• **Extracted text**
Monday, 11 November 2013

Recognition For The Servicemen Sent To Buchenwald

"I'm twenty years old and I'm alone somewhere near Paris, in occupied France.  I know this is bad but what I don't yet know is that I am about to become a Holocaust survivor, one of 168 Allied servicemen that were sent to Buchenwald concentration camp."

With those few words Canadian WWII veteran, Ed Carter-Edwards VE3 MWC, had my full attention.  I spent the next four days researching these 168 Allied servicemen of Buchenwald, one of the first and largest concentration camps.  It is a story that was suppressed for forty years, until the surviving servicemen broke their silence and demanded they be heard.

What started out as a simple Remembrance Day speech at a local Beaver meeting ~

has opened my eyes to a travesty of justice for the servicemen who suffered so much for the Allied forces. Because of the extreme youth of the Beavers, Ed focused his talk on being shot down on his 22nd mission as a wireless operator on a Canadian Halifax bomber, November 28, 1944 and hiding until hunger drove him to make contact with two French women working in their garden. The women risked their lives to put him in touch with the French Resistance.

• **Challenge 1**
Answer these questions about the post on the Buchenwald servicemen:
(a) How many Allied servicemen were sent to Buchenwald?
(b) For how many years was their story suppressed?
(c) On which mission was Ed Carter-Edwards shot down?
• **Challenge 2**
Please output, as a numbered list, the lines of the records below between the line holding "Task: locate the grassy" and the line holding "769;386;1280;474", inclusive. Leave out blank lines and give only those lines.

Dataset excerpt
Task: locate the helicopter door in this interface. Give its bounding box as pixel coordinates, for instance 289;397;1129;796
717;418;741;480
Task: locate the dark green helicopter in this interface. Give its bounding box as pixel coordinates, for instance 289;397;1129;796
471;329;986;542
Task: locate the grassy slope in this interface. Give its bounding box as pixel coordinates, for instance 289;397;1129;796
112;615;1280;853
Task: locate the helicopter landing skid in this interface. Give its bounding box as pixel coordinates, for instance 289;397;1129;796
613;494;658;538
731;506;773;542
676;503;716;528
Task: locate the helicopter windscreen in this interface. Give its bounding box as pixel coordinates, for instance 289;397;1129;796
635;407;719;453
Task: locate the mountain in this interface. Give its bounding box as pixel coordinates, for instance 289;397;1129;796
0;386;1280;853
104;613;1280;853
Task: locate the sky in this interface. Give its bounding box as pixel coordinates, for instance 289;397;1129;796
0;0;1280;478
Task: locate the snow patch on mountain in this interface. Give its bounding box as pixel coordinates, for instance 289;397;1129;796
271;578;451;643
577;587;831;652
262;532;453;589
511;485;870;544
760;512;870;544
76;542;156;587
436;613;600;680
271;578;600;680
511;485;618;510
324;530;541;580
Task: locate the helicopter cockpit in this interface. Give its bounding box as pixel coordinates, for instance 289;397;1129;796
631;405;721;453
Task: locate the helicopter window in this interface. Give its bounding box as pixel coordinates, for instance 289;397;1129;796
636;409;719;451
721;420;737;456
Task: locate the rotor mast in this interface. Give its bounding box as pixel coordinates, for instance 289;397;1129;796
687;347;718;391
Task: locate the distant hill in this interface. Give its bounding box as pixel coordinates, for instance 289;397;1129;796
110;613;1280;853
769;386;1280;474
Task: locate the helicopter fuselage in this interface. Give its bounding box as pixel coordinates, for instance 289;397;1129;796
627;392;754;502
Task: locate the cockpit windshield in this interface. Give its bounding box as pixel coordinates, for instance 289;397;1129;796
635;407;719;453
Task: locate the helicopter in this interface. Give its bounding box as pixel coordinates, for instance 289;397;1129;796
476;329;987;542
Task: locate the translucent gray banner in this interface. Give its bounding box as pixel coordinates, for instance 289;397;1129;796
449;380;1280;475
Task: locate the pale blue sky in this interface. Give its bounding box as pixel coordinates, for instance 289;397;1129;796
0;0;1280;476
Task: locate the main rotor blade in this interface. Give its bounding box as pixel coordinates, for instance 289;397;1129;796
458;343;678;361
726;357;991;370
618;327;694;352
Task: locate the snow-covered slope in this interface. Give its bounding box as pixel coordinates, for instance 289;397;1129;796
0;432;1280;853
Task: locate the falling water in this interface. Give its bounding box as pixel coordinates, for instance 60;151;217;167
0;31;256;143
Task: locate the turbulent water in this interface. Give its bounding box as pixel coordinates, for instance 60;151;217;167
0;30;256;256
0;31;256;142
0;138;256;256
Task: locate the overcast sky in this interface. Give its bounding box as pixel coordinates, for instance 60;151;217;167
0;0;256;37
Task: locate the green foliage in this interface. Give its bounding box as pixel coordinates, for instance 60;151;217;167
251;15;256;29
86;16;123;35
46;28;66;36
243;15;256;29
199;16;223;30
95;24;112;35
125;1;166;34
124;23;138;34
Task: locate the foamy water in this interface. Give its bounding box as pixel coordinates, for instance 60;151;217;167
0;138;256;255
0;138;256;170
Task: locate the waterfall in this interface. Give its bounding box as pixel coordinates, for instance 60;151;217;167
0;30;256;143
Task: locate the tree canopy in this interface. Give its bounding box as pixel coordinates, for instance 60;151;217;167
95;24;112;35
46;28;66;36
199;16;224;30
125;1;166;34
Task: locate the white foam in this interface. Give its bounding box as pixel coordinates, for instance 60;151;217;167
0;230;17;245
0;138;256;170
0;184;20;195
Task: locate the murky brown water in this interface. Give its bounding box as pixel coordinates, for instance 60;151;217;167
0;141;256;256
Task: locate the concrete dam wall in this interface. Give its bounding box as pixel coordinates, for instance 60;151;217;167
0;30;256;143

• **Full solution 1**
(a) 168
(b) Forty years
(c) His 22nd mission

• **Full solution 2**
1. Task: locate the grassy slope in this interface. Give its bounding box as pixel coordinates, for instance 289;397;1129;796
2. 112;615;1280;853
3. Task: locate the helicopter landing skid in this interface. Give its bounding box as pixel coordinates, for instance 289;397;1129;796
4. 613;494;658;538
5. 731;506;773;542
6. 676;503;716;528
7. Task: locate the helicopter windscreen in this interface. Give its bounding box as pixel coordinates, for instance 289;397;1129;796
8. 635;407;719;453
9. Task: locate the mountain in this interface. Give its bounding box as pixel coordinates, for instance 289;397;1129;796
10. 0;386;1280;853
11. 104;613;1280;853
12. Task: locate the sky in this interface. Give its bounding box as pixel coordinates, for instance 289;397;1129;796
13. 0;0;1280;478
14. Task: locate the snow patch on mountain in this interface. Give its bounding box as pixel coordinates, for instance 289;397;1129;796
15. 271;578;451;643
16. 577;587;831;652
17. 262;532;453;589
18. 511;485;870;544
19. 760;512;870;544
20. 76;542;156;587
21. 436;613;600;680
22. 271;578;600;680
23. 511;485;618;510
24. 324;530;541;580
25. Task: locate the helicopter cockpit in this interface. Give its bounding box as pixel coordinates, for instance 289;397;1129;796
26. 631;405;721;453
27. Task: locate the helicopter window in this interface. Give its bounding box as pixel coordinates, for instance 289;397;1129;796
28. 636;409;719;451
29. 721;420;737;456
30. Task: locate the rotor mast in this interface. Give its bounding box as pixel coordinates, for instance 289;397;1129;796
31. 687;347;718;391
32. Task: locate the distant hill in this interface. Give its bounding box as pixel coordinates, for instance 289;397;1129;796
33. 110;613;1280;853
34. 769;386;1280;474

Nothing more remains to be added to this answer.